### [表示内容]

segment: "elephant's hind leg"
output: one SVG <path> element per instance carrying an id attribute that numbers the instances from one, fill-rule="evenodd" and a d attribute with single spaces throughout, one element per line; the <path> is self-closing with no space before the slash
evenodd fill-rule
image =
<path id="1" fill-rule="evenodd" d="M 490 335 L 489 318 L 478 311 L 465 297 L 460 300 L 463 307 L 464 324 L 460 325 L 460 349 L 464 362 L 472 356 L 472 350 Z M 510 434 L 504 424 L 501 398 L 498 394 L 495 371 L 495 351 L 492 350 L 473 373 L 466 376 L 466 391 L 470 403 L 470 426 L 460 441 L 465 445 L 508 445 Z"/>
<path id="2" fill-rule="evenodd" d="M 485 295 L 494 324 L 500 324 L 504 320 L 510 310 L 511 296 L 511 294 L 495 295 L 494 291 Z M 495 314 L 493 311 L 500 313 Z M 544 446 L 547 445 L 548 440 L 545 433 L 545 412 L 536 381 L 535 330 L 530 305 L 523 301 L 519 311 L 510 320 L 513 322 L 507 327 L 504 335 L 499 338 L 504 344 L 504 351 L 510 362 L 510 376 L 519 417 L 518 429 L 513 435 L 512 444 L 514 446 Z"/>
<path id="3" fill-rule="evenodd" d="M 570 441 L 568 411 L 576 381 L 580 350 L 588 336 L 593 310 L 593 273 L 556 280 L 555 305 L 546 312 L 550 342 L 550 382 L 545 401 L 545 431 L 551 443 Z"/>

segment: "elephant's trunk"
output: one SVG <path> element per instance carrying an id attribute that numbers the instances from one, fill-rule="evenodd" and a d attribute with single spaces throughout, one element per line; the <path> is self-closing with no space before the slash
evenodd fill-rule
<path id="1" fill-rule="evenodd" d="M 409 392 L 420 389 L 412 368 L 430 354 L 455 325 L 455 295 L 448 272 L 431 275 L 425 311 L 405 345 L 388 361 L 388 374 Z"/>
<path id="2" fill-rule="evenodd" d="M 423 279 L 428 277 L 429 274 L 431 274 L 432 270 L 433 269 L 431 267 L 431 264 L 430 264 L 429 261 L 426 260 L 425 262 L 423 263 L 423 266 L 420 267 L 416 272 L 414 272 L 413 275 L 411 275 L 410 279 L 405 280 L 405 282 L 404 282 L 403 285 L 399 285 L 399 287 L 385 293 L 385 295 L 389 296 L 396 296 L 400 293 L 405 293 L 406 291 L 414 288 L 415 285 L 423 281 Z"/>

### [作業内容]
記録の先頭行から「485 295 L 494」を含む行まで(両端を含む)を、1行を1つの文字列とするJSONのリストに変換せよ。空行は入れない。

### [想定解答]
[
  "segment: \"elephant's hind leg\"",
  "output: one SVG <path> element per instance carrying an id attribute that numbers the instances from one, fill-rule=\"evenodd\" and a d attribute with single spaces throughout, one element per line; the <path> is self-closing with no space before the slash",
  "evenodd fill-rule",
  "image =",
  "<path id=\"1\" fill-rule=\"evenodd\" d=\"M 490 335 L 489 318 L 478 311 L 465 297 L 460 300 L 463 307 L 464 324 L 460 325 L 460 349 L 464 362 L 472 356 L 472 350 Z M 510 434 L 504 424 L 501 398 L 498 394 L 495 371 L 495 351 L 492 350 L 473 373 L 466 376 L 466 391 L 470 403 L 470 426 L 460 441 L 465 445 L 508 445 Z\"/>",
  "<path id=\"2\" fill-rule=\"evenodd\" d=\"M 485 295 L 494 324 L 500 324 L 504 320 L 510 310 L 511 296 L 511 294 L 495 295 L 494 291 Z M 495 314 L 493 311 L 500 313 Z M 544 446 L 547 445 L 548 440 L 545 433 L 545 412 L 536 381 L 535 330 L 530 305 L 523 301 L 519 311 L 510 320 L 513 322 L 507 327 L 504 335 L 499 338 L 504 344 L 504 351 L 510 362 L 510 376 L 519 417 L 518 429 L 513 435 L 512 444 L 514 446 Z\"/>"
]